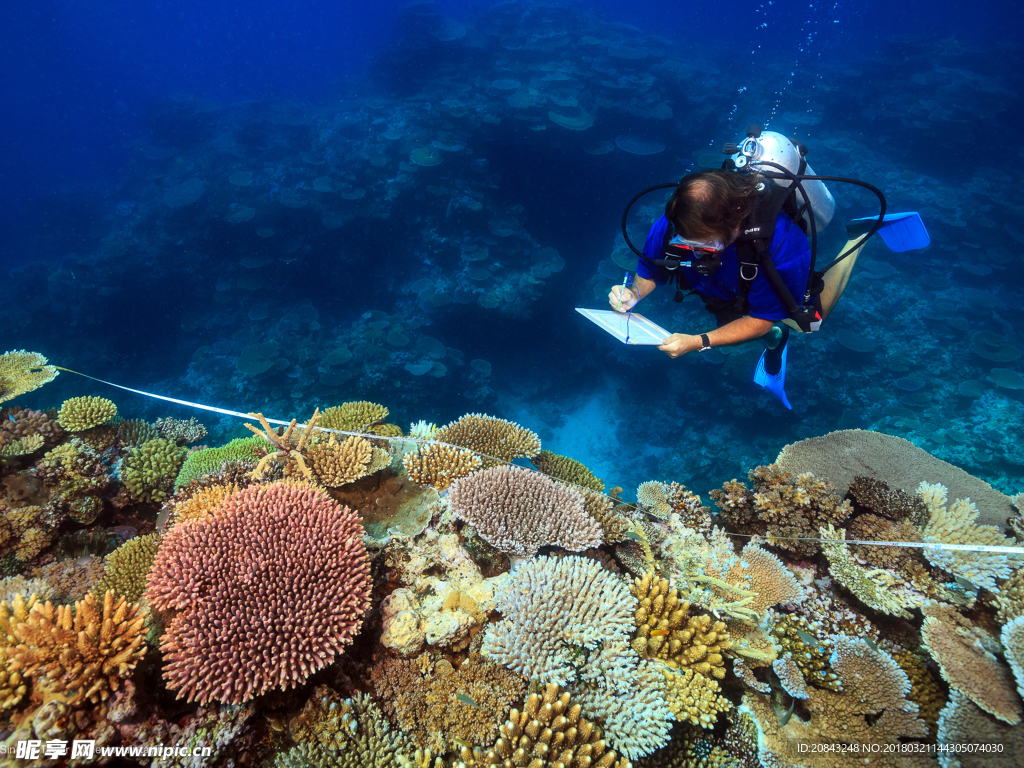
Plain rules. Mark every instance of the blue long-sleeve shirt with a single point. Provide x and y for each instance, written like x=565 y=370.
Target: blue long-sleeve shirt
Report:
x=790 y=251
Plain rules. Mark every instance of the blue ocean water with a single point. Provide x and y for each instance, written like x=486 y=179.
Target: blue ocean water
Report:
x=278 y=207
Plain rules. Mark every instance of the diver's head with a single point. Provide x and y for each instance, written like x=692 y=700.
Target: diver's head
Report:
x=710 y=206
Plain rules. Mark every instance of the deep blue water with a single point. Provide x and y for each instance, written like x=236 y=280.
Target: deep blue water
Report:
x=111 y=108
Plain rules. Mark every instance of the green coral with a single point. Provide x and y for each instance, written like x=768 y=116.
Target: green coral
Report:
x=563 y=468
x=146 y=471
x=206 y=461
x=79 y=414
x=128 y=567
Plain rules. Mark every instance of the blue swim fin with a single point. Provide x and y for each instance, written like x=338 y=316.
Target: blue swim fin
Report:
x=900 y=231
x=774 y=383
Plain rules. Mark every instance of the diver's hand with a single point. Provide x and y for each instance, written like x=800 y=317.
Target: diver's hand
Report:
x=623 y=298
x=679 y=344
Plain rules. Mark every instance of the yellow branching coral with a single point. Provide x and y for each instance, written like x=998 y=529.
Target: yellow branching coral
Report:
x=340 y=463
x=79 y=414
x=437 y=466
x=82 y=652
x=668 y=633
x=356 y=416
x=128 y=567
x=693 y=697
x=962 y=651
x=23 y=372
x=549 y=731
x=955 y=524
x=569 y=470
x=494 y=438
x=872 y=709
x=877 y=588
x=13 y=685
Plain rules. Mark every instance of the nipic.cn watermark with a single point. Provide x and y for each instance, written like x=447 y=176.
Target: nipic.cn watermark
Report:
x=87 y=750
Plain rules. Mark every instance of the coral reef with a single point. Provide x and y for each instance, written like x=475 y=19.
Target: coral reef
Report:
x=495 y=439
x=238 y=637
x=79 y=414
x=519 y=511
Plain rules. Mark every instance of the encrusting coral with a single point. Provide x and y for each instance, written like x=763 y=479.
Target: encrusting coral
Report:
x=666 y=631
x=22 y=372
x=79 y=414
x=438 y=466
x=495 y=439
x=779 y=505
x=263 y=594
x=963 y=652
x=569 y=470
x=81 y=652
x=955 y=524
x=519 y=511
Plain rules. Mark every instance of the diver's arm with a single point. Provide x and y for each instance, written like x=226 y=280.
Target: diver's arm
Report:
x=743 y=329
x=624 y=298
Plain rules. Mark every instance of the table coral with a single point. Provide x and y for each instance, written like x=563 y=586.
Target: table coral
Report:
x=962 y=650
x=286 y=583
x=955 y=524
x=22 y=372
x=493 y=438
x=569 y=470
x=555 y=611
x=81 y=653
x=519 y=511
x=79 y=414
x=437 y=466
x=780 y=505
x=666 y=631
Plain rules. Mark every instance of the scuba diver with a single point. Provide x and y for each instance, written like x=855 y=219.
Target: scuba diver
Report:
x=743 y=239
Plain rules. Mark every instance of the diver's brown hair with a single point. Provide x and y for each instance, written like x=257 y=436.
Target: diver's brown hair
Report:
x=710 y=205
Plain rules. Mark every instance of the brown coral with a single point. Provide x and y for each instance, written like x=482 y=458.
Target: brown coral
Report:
x=960 y=648
x=783 y=506
x=81 y=653
x=265 y=593
x=437 y=465
x=667 y=632
x=22 y=372
x=568 y=470
x=496 y=439
x=79 y=414
x=519 y=511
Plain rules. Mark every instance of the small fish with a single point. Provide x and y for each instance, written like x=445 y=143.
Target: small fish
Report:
x=967 y=584
x=808 y=639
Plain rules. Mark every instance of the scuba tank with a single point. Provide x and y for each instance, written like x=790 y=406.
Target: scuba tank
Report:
x=763 y=152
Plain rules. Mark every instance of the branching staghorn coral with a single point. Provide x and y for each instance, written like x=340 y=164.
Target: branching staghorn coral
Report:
x=518 y=511
x=955 y=524
x=81 y=652
x=569 y=470
x=22 y=372
x=667 y=632
x=781 y=506
x=438 y=466
x=965 y=655
x=877 y=588
x=494 y=438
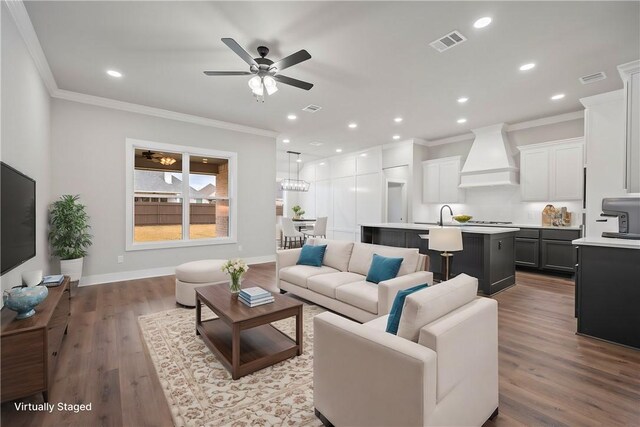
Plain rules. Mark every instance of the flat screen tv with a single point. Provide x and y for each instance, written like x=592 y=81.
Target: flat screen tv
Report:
x=17 y=217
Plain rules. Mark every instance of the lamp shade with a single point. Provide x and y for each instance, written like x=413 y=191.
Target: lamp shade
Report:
x=447 y=239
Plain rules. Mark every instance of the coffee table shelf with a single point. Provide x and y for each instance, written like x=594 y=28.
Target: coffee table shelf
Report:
x=241 y=336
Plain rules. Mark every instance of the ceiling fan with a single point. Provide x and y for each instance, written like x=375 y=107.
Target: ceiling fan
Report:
x=266 y=72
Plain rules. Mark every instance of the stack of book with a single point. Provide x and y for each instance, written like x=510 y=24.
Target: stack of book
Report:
x=53 y=280
x=255 y=296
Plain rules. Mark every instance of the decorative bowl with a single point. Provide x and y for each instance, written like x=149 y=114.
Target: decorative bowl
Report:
x=23 y=300
x=462 y=218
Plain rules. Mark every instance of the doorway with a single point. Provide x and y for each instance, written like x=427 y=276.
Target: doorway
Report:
x=396 y=196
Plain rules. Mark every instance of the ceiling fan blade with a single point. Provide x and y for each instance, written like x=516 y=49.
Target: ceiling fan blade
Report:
x=227 y=73
x=293 y=59
x=293 y=82
x=234 y=46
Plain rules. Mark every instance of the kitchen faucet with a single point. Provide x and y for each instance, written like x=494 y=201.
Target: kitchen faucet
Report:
x=440 y=223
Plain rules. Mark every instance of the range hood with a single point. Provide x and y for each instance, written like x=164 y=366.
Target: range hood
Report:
x=490 y=161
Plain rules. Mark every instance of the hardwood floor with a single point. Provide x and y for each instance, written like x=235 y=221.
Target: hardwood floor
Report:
x=548 y=375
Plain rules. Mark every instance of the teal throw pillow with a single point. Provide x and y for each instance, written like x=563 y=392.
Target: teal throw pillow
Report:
x=383 y=268
x=396 y=309
x=312 y=255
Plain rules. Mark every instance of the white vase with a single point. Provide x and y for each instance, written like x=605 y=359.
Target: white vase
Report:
x=71 y=268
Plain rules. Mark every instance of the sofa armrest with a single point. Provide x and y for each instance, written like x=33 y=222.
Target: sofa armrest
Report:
x=363 y=376
x=286 y=258
x=388 y=289
x=474 y=328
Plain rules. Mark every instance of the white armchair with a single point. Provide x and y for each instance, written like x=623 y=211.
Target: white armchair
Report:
x=364 y=376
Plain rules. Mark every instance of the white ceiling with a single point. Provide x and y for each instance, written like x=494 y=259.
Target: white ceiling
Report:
x=371 y=61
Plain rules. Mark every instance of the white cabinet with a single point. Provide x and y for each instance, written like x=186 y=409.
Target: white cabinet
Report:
x=441 y=178
x=630 y=74
x=534 y=174
x=552 y=170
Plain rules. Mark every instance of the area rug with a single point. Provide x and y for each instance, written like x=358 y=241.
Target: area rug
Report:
x=200 y=390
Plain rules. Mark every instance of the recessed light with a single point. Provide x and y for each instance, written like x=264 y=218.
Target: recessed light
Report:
x=482 y=22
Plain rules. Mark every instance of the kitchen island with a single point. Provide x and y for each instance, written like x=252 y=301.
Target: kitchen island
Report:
x=607 y=291
x=488 y=252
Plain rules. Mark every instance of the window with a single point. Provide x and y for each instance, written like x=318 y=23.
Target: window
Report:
x=179 y=196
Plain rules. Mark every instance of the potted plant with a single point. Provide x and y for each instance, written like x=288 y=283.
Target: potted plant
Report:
x=297 y=212
x=236 y=269
x=69 y=234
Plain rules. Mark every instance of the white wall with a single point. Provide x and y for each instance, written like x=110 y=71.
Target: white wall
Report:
x=503 y=203
x=88 y=154
x=347 y=189
x=24 y=142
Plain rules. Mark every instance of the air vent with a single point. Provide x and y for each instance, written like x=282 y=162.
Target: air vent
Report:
x=447 y=42
x=312 y=108
x=591 y=78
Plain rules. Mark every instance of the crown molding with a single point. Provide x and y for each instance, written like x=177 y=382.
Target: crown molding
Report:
x=157 y=112
x=566 y=117
x=20 y=16
x=603 y=98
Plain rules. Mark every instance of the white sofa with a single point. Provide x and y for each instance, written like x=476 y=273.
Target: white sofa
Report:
x=440 y=370
x=340 y=284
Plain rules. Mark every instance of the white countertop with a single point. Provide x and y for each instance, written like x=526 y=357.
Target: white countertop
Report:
x=419 y=227
x=608 y=242
x=546 y=227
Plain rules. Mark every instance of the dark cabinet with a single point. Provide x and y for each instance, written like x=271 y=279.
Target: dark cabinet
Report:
x=546 y=249
x=558 y=255
x=488 y=257
x=607 y=294
x=527 y=251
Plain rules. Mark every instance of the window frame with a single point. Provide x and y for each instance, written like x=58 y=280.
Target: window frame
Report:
x=186 y=152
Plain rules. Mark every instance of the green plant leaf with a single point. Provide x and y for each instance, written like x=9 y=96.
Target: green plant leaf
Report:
x=69 y=228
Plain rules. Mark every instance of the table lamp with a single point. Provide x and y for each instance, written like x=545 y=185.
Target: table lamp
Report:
x=447 y=240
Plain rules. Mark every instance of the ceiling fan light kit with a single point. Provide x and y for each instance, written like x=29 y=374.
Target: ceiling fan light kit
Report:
x=290 y=184
x=265 y=71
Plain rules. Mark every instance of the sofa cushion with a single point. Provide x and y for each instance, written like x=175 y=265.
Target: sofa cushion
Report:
x=427 y=305
x=298 y=274
x=326 y=284
x=383 y=268
x=337 y=254
x=312 y=255
x=363 y=254
x=398 y=305
x=363 y=295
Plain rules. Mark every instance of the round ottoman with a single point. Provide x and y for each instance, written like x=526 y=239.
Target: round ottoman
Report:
x=192 y=275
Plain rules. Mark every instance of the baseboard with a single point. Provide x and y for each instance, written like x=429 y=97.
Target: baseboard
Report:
x=121 y=276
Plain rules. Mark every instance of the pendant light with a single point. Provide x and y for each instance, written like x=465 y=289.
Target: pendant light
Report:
x=297 y=184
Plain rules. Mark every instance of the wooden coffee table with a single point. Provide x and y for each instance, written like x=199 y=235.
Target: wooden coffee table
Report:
x=242 y=336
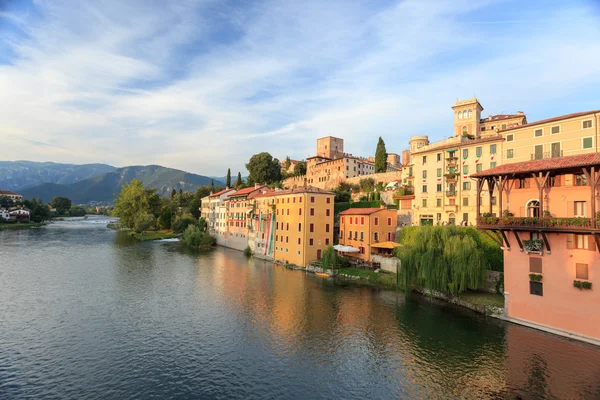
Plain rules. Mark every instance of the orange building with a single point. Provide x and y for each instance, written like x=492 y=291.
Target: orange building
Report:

___

Task:
What is the number of lines in the material above that include the string "potted"? Give only that number.

Result:
2